Document source:
╔══

Un jour j'irai dans cette paroisse de village, car un jour pour le Jeudi Saint une messe sera célébrée, chaque église de la paroisse immense s'ouvrent à tour de rôle. Serais je alors  la dernière de la confrérie? Nous reconnaîtrons nous? Il faut à présent que je suis plus mure, prendre le temps de savoir qui d'autre a ce privilège de savoir que la chaîne donne un parfum d’éternité.

8 commentaires:

Anne** a dit…

Oh là ! Ce message mériterait un long échange .... Je ne veux pas l'engager ici, il faudrait pouvoir parler de vive voix.
Je vous souhaite de belles fêtes de Pâques,
Anne.

Françoise... a dit…

Merci pour ce message !
Je ne connaissais pas du tout cette confrérie, mais elle a du sens.. et sans la connaitre, sans aucune obligation.. je la vis à travers ceux que j'ai accompagné lors de ce passage !
Je suis bien consciente que je porte un flambeau que chacun d'eux m'a donné.. et qui est cette flamme qui brillait dans leurs yeux

Je me sens surtout l'obligation de faire se perpétuer les valeurs auxquelles ils tenaient.

Anonymous a dit…

Sororum Morte Boni

Ladywaterloo a dit…

Ce message mériterait effectivement que l'on s'y arrête, l'enseignement des anciens est réconfortant. Bonne Pâques, à tous croyants ou non, Pâques est porteur de vie et d'espoir pour tous.

Anne** a dit…

Penser à ceux qui sont morts, oui, bien sûr. Conserver leur mémoire, les faire vivre. Savoir qu'ils nous accompagnent, et que bizarrement, ils sont parfois plus présents près de nous, morts, qu'ils n'étaient lorsqu'ils étaient vivants.

╚══

Données fournies:

╔══

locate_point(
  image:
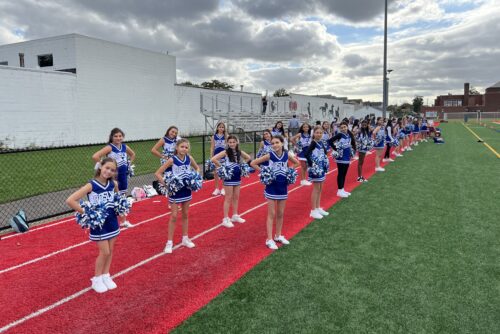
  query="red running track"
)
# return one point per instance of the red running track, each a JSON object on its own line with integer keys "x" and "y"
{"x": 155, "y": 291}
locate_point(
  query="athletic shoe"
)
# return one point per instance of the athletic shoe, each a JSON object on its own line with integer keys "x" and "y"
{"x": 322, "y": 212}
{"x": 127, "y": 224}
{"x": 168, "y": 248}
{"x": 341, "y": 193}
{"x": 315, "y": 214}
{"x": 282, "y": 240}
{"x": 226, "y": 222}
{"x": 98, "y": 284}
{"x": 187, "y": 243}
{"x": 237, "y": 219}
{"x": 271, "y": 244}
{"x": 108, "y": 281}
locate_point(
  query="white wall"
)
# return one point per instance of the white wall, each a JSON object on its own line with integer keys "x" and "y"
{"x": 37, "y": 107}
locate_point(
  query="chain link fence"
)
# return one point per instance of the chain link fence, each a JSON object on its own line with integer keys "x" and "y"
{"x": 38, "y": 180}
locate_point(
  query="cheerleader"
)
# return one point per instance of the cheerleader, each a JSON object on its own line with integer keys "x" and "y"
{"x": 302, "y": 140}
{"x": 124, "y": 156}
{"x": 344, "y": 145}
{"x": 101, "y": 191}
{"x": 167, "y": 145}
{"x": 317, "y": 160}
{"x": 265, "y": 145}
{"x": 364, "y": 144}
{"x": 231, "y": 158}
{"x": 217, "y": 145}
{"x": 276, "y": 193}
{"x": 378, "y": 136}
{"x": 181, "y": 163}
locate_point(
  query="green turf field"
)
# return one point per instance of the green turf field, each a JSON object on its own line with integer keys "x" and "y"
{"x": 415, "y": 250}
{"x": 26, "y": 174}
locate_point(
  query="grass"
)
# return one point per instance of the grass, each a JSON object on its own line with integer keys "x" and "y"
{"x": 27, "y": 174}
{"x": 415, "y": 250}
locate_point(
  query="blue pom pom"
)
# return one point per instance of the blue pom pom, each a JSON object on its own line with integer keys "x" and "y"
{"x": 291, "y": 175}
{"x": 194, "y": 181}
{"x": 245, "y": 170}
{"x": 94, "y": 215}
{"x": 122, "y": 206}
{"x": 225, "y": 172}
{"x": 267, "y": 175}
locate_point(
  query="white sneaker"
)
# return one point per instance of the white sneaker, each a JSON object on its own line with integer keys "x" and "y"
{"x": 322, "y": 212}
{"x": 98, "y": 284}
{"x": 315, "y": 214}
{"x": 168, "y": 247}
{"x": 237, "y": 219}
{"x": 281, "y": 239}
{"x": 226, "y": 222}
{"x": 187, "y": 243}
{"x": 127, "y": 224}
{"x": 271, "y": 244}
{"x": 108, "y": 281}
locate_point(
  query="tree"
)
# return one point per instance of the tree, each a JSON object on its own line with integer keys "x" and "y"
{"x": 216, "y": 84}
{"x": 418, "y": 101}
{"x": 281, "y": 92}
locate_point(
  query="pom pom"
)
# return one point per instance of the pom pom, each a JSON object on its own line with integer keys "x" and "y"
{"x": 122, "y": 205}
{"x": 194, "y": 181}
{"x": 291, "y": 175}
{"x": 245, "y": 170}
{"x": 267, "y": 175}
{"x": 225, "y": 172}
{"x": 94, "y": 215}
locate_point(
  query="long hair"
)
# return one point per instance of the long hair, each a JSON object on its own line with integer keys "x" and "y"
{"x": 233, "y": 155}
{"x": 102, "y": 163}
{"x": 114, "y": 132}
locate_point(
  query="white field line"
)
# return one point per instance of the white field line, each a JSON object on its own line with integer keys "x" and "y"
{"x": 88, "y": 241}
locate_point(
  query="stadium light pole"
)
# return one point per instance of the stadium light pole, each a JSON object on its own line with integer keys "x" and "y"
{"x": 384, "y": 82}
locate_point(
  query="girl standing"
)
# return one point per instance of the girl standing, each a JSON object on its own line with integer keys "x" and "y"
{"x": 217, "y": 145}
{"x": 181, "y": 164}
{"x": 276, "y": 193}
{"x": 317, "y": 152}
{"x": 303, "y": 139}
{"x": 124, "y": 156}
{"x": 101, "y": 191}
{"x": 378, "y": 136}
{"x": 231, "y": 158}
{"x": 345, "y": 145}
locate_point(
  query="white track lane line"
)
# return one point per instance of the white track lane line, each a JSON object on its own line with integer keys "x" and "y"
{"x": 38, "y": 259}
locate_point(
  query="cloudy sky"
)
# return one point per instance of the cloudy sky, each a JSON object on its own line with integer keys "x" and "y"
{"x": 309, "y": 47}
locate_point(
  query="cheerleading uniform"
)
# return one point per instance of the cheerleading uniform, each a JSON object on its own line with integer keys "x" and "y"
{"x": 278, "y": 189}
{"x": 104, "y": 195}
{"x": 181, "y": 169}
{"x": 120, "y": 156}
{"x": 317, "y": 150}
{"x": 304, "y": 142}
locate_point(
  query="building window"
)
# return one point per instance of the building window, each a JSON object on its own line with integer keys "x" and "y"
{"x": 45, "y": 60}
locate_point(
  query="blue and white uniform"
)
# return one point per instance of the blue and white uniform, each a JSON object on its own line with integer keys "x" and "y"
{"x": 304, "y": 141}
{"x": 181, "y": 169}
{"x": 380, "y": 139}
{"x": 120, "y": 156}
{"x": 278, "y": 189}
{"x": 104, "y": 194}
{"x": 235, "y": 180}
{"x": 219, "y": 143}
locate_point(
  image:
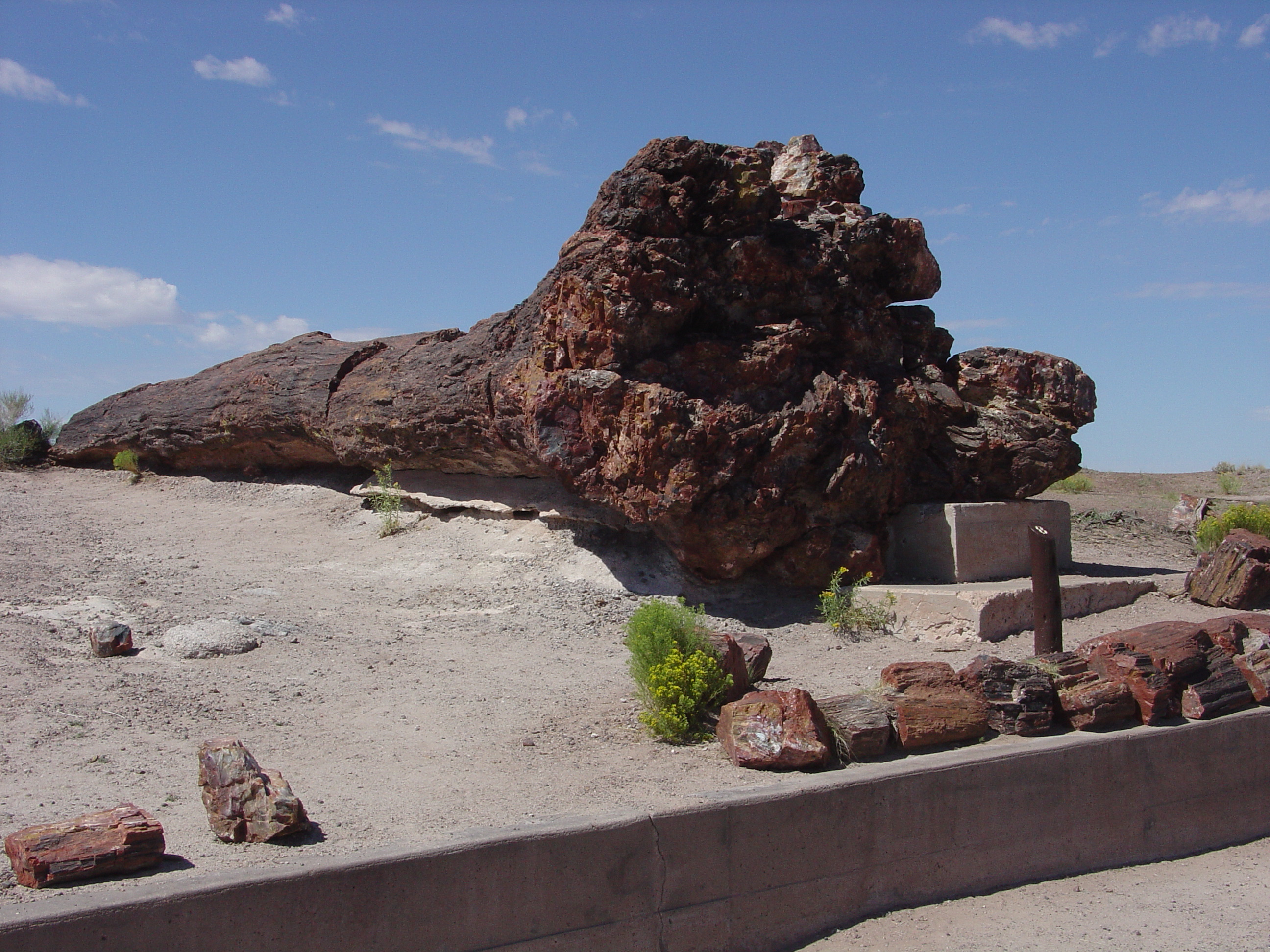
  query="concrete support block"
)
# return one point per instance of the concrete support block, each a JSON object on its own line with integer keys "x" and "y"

╚══

Exercice court 1:
Répondez aux questions suivantes à partir du billet :
(a) Quel jour une messe sera-t-elle célébrée dans la paroisse de village ?
(b) Qu'est-ce que Françoise... ne connaissait pas du tout ?
(c) Selon Ladywaterloo, de quoi Pâques est-il porteur pour tous ?
Exercice court 2:
Repérez dans le listing chaque ligne qui contient la chaîne "uniform", puis recopiez ces lignes.

Solution détaillée 1:
(a) Le Jeudi Saint.
(b) Cette confrérie.
(c) De vie et d'espoir.

Solution détaillée 2:
  query="cheerleading uniform"
# return one point per instance of the cheerleading uniform, each a JSON object on its own line with integer keys "x" and "y"
  query="blue and white uniform"
# return one point per instance of the blue and white uniform, each a JSON object on its own line with integer keys "x" and "y"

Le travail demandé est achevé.